> **PAGE TEXT**
Tips for Improving Nutritional Intake of the Elderly
Helping an elderly individual to improve nutritional intake can be difficult and there are seldom easy answers. However, here are a few things that could potentially help:
1. Decrease meal size and increase the frequency of meals.
An individual with a reduced appetite will likely respond more positively to small meals and snacks versus an overflowing plate. Smaller meals can also benefit individuals who have certain digestive problems.
2. Increase variety.
Certainly, although taste and smell may be diminished as we age, our appetite can be blunted somewhat by eating the same things over and over. This is something that isolated individuals tend to do. Thus, getting them to vary their diet more can help stimulate appetite and, in many instances, can improve the nutritional balance of their meals. While some elderly individuals may gravitate toward bland foods, trying foods with more and different flavors may help stimulate appetite.

> **TASK DIRECTIONS**
List every change to how an elderly person eats that the nutrition tips text suggests.

> **ENTRIES SHOWN**
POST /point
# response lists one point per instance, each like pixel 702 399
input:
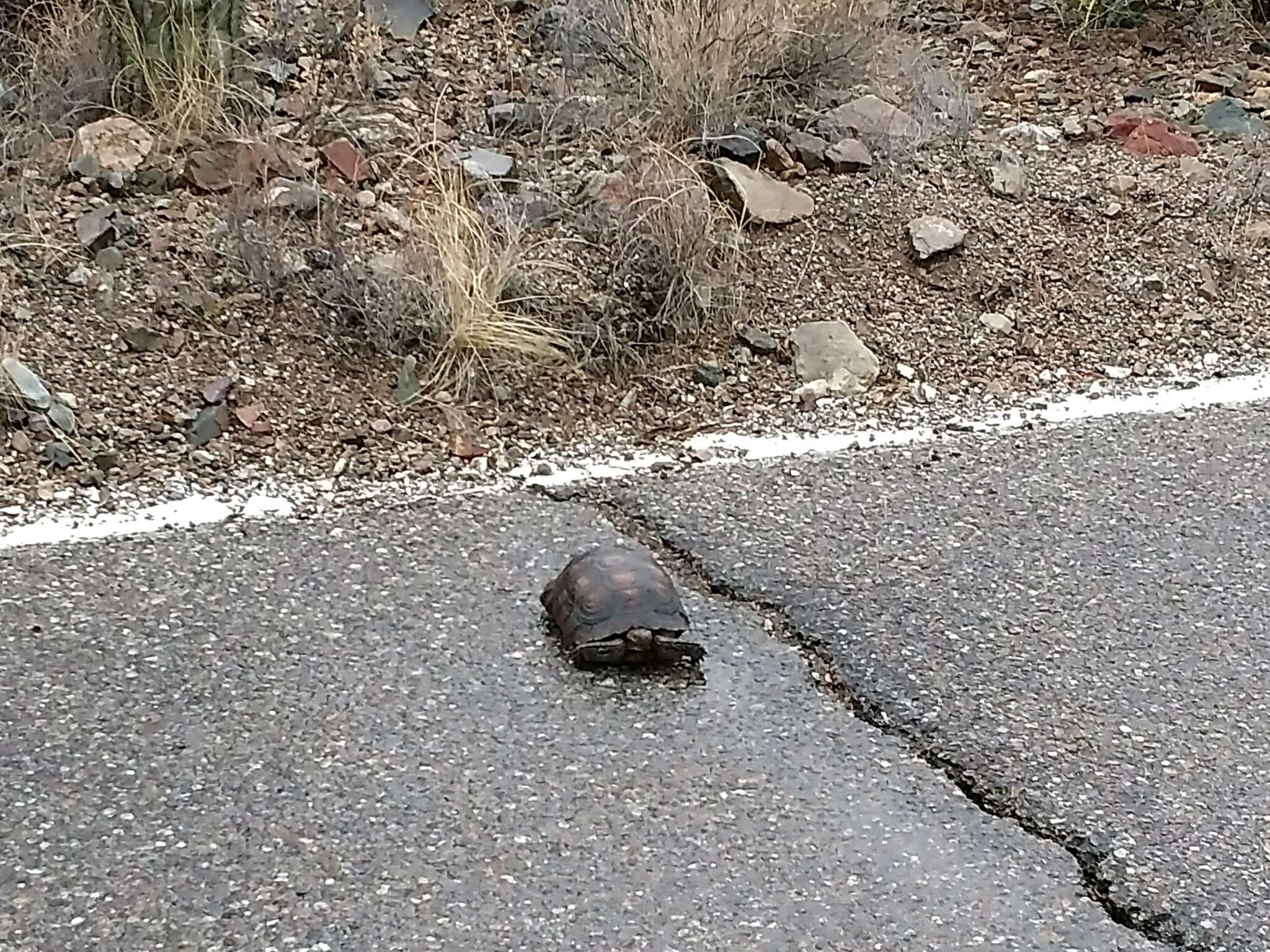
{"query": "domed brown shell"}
pixel 609 591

> **RESULT**
- Decrease meal size (small meals and snacks instead of an overflowing plate).
- Increase the frequency of meals.
- Increase variety by varying the diet instead of eating the same things over and over.
- Try foods with more and different flavors.